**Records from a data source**
---*---

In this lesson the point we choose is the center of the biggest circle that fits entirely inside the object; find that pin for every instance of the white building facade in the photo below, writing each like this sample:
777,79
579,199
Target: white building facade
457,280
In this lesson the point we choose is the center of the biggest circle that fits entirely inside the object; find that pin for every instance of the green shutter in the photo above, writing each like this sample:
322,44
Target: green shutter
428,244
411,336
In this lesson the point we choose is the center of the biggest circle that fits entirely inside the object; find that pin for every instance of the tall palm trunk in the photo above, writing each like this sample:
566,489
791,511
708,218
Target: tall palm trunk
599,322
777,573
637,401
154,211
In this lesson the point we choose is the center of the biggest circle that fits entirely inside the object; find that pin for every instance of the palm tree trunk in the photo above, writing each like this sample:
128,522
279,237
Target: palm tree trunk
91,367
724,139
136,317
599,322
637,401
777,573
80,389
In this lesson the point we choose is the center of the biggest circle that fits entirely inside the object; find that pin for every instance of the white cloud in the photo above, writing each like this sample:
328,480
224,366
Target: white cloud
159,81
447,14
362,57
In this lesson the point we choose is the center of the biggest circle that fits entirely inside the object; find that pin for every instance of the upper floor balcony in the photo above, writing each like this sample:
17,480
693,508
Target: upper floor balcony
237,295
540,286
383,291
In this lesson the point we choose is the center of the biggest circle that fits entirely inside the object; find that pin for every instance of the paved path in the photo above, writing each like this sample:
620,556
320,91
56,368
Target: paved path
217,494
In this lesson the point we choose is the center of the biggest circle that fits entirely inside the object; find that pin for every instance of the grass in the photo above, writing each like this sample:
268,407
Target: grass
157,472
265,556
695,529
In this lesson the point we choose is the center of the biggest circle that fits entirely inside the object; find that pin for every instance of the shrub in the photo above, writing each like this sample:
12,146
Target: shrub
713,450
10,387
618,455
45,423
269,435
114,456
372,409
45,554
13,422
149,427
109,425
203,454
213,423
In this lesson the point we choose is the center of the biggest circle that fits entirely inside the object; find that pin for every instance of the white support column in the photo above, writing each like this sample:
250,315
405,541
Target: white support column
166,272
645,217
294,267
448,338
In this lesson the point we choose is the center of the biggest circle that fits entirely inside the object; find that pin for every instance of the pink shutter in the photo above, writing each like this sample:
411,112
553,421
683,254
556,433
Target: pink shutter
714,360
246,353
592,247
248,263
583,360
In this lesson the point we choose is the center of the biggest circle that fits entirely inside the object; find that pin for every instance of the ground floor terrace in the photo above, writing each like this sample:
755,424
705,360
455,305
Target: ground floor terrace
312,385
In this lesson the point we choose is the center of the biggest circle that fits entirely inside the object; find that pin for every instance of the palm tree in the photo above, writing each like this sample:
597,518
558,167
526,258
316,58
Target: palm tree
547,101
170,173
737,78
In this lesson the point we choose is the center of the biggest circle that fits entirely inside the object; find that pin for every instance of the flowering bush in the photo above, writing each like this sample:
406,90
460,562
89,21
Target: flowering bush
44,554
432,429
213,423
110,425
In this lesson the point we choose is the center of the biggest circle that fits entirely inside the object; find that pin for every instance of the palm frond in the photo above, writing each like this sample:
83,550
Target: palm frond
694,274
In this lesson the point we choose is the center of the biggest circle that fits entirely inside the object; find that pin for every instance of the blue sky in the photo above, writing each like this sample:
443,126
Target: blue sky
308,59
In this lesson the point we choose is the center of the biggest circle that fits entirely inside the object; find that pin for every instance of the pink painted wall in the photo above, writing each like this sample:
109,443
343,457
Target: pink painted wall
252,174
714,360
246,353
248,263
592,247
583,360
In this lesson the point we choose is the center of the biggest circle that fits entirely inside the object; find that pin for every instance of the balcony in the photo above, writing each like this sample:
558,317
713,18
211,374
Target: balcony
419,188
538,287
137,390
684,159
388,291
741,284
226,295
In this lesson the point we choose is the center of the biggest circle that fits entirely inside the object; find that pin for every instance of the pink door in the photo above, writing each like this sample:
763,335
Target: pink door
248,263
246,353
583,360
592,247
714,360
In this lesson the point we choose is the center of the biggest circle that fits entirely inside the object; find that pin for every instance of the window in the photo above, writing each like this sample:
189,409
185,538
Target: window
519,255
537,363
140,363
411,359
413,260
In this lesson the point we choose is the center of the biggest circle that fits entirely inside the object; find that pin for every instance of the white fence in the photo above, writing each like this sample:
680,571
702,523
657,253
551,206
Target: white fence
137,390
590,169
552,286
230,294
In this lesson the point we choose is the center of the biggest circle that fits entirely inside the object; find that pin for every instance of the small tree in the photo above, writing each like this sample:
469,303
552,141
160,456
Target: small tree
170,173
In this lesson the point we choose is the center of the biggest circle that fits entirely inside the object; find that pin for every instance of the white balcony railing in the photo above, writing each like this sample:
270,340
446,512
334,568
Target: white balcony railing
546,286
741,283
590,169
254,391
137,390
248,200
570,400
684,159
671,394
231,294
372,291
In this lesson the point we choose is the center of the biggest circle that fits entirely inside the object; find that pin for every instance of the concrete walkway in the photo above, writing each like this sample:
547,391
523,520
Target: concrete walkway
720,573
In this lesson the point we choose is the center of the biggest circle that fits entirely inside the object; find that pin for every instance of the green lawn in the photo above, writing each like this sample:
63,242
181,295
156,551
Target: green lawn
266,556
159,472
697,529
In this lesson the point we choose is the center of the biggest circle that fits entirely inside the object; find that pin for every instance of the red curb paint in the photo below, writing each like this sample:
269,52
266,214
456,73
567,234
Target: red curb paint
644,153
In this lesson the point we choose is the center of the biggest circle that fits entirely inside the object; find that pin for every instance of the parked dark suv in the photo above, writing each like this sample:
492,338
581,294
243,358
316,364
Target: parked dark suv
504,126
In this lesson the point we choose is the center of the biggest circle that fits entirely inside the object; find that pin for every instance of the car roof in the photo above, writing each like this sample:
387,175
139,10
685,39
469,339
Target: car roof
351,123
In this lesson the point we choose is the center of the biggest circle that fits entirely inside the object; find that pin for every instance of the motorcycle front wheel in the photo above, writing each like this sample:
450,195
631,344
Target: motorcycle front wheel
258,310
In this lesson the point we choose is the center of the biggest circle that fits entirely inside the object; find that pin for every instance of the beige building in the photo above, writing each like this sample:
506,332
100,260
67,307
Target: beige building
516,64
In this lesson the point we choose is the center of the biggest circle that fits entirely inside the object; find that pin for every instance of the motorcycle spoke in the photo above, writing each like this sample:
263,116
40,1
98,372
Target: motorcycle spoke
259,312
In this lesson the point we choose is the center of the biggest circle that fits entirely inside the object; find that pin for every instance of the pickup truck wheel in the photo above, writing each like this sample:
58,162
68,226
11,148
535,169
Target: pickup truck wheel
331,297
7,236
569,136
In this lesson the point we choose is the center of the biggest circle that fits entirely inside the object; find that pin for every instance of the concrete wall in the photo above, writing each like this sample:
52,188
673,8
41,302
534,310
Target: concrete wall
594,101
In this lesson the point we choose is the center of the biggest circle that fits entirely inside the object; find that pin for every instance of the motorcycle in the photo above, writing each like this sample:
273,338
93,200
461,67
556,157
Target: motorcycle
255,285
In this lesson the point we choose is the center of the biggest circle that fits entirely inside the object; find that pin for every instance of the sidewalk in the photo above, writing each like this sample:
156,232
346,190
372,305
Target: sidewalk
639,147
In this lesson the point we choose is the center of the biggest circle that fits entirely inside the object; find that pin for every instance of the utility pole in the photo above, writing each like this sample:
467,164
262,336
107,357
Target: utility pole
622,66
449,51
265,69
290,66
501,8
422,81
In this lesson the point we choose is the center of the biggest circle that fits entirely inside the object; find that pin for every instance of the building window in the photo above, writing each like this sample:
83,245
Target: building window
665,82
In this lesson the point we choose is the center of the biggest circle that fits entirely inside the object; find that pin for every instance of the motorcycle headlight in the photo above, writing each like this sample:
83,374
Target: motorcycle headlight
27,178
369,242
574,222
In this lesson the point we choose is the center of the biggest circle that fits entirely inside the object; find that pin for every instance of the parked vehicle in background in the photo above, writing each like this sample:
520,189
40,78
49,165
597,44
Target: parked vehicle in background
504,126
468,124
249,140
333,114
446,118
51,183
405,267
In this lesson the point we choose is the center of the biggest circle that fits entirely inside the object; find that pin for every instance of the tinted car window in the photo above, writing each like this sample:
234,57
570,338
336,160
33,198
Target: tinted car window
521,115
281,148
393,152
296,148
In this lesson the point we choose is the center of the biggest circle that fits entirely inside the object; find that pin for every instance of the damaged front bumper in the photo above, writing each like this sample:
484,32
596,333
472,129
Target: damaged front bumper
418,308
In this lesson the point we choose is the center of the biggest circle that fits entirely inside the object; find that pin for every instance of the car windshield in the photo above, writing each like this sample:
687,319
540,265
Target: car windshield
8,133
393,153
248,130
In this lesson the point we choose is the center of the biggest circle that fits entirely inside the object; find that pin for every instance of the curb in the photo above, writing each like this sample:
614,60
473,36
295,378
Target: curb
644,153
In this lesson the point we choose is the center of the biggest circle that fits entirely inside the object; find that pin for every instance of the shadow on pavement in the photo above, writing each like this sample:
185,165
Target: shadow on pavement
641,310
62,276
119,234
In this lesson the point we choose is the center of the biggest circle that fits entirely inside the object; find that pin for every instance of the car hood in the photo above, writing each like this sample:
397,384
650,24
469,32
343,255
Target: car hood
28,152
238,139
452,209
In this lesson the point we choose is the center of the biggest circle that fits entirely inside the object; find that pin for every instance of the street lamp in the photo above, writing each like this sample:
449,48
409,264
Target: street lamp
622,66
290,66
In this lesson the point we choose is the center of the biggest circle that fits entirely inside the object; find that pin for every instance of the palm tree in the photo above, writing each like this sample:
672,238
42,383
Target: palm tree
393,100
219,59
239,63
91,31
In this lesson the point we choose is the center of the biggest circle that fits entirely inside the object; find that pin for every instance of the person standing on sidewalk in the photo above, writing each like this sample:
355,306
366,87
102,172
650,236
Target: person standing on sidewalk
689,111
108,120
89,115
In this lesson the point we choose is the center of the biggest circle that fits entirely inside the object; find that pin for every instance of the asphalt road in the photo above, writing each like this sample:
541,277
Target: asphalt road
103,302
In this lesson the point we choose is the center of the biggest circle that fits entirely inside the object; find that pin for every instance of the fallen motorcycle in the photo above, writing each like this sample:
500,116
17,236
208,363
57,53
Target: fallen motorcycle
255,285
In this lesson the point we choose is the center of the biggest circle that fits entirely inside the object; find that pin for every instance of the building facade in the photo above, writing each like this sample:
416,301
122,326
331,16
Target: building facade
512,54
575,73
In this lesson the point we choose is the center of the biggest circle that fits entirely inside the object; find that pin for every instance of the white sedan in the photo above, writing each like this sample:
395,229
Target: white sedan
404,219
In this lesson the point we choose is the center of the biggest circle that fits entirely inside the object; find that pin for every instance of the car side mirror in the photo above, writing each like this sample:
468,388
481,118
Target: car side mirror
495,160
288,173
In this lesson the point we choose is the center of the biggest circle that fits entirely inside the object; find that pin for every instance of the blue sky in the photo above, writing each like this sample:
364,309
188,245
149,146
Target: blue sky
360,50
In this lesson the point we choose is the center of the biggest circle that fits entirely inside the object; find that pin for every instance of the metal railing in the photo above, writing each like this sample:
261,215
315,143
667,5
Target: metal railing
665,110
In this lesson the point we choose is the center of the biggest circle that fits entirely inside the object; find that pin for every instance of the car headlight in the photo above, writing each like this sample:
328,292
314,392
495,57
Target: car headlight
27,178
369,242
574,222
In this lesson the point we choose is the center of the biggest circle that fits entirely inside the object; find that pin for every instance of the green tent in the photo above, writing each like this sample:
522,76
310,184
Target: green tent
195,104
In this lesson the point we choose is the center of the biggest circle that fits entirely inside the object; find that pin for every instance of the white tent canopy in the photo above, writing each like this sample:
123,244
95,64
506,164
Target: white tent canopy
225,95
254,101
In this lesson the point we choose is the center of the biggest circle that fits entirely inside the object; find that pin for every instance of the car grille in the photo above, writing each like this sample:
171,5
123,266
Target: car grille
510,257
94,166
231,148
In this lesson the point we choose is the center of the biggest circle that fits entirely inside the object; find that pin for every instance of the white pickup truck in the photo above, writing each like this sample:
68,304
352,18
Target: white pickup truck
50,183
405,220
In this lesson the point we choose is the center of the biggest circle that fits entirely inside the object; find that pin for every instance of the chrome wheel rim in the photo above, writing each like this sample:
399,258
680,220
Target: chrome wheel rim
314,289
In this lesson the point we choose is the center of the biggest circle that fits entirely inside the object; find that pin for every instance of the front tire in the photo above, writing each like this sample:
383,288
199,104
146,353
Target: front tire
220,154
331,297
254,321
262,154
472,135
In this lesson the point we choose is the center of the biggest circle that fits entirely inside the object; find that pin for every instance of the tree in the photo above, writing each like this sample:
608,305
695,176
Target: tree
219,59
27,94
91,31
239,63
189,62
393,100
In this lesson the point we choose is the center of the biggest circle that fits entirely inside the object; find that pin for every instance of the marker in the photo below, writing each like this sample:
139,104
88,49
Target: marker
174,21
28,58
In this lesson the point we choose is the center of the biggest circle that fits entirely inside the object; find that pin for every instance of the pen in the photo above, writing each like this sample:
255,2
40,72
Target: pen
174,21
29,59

---*---

**Exercise instructions**
Take the line holding "of the chrome" and all lines after it through the end of the data, and set them down exactly.

**Exercise result**
In this lesson the point we choose is the center of the biggest circle that fits entirely inside the object; find that pin for every instance of the chrome wheel rim in the photo above, writing each like this sample:
399,258
680,220
Target: chrome wheel rim
314,289
In this lesson the point we choose is the center of the biggest circle that fits entirely inside the object; find that pin for every instance of the front tire in the photo above, writing each like this sample:
383,288
199,104
146,353
Target: front tire
220,154
331,297
254,321
262,154
472,135
In this lesson the point we choose is the center of the biggest circle that fits entirely inside the object; find that pin for every instance of the tree in the photo above, writing each like this sample:
608,305
695,176
Target: tree
219,59
27,94
91,31
239,63
189,62
393,100
In this lesson the point we choose is the center of the biggest circle that fits entirely inside the object; find that pin for every instance of the marker in the photo below, writing each like this sample:
139,104
88,49
Target: marker
174,21
28,58
In this lesson the point we choose is the center of the biggest circle that fits entirely inside the object; find that pin for every instance of the pen in the photo above, writing each like this sample:
255,2
40,72
Target: pen
174,21
29,59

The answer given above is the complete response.